Trump: I Was Being ‘Sarcastic’ When I Called Obama A Founder Of ISIS
Donald Trump's strange relationship with reality continues to come to light,
After two days of doubling down on the absurd comment that President Obama was a “Founder” of ISIS and insisting that he was absolutely serious when he made it, Donald Trump is now claiming that he was being “sarcastic”:
Donald J. Trump tried to quash the latest controversy engulfing his campaign on Friday by claiming that he was not serious when he insisted on multiple occasions this week that President Obama and Hillary Clinton were the “founders” of the Islamic State terrorist group — an allegation that amounts to treason
The clarification raised new questions about the Republican presidential nominee’s ability to communicate clearly to the American public. It also put his surrogates, who have strained to defend him during a tumultuous stretch, in the awkward position of having to explain remarks that he might not mean.
After making the suggestion at a rally on Wednesday night, Mr. Trump doubled down on the assertion on Thursday, insisting in interviews that he really did intend to say that the president and Mrs. Clinton created ISIS. But in an early-morning Twitter post, Mr. Trump said that he was just being sarcastic.
The turnabout was a reversal from just a day ago, when Mr. Trump said in a number of interviews that he was indeed serious about the charge. When the conservative radio host Hugh Hewitt tried to help Mr. Trump soften the remark by reminding him that Mr. Obama wants to destroy ISIS, the Republican presidential nominee would not have it.
“No, I meant he’s the founder of ISIS. I do,” Mr. Trump said. “He was the most valuable player. I give him the most valuable player award. I give her, too, by the way, Hillary Clinton.”
Mr. Trump has used the sarcasm defense before. In late July, after he drew widespread criticism by appearing to suggest that the Russians should hack Mrs. Clinton’s emails, he later explained his remarks by saying, “Of course I’m being sarcastic.” The approach allows Mr. Trump to push the limits of political speech and dial it back as needed.
“I think it’s a pattern of him testing certain messages that resonate with his fans, seeing how they play, and then ‘clarifying’ one way or another depending on the reaction,” said Ruth Sherman, a communications expert who has been monitoring the language used by both candidates. “But I also think he’s clever about his statements and knows they are vague enough to be filtered through various lenses.”

Raw data:
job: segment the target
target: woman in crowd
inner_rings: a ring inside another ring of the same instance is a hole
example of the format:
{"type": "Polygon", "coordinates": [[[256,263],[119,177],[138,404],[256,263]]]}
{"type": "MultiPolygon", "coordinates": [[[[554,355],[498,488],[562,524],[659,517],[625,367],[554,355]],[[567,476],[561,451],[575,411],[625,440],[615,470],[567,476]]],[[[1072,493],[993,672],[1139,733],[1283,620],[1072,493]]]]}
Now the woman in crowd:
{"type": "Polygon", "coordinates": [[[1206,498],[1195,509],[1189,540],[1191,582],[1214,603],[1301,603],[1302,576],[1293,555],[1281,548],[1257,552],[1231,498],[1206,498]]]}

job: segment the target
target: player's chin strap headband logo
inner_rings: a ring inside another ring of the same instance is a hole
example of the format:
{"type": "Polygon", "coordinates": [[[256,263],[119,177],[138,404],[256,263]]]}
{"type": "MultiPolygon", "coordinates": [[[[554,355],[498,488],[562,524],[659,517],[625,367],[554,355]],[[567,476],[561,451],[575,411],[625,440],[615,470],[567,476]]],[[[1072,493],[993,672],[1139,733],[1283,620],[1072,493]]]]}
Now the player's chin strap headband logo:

Problem 1:
Can you reproduce the stretch of the article on Trump's "sarcastic" claim from "After making the" through "just being sarcastic."?
Problem 2:
Which lines of the entries contain the string "logo"? List each of them in full, counting only matches with the same letter case.

Exercise answer 1:
After making the suggestion at a rally on Wednesday night, Mr. Trump doubled down on the assertion on Thursday, insisting in interviews that he really did intend to say that the president and Mrs. Clinton created ISIS. But in an early-morning Twitter post, Mr. Trump said that he was just being sarcastic.

Exercise answer 2:
target: player's chin strap headband logo
Now the player's chin strap headband logo:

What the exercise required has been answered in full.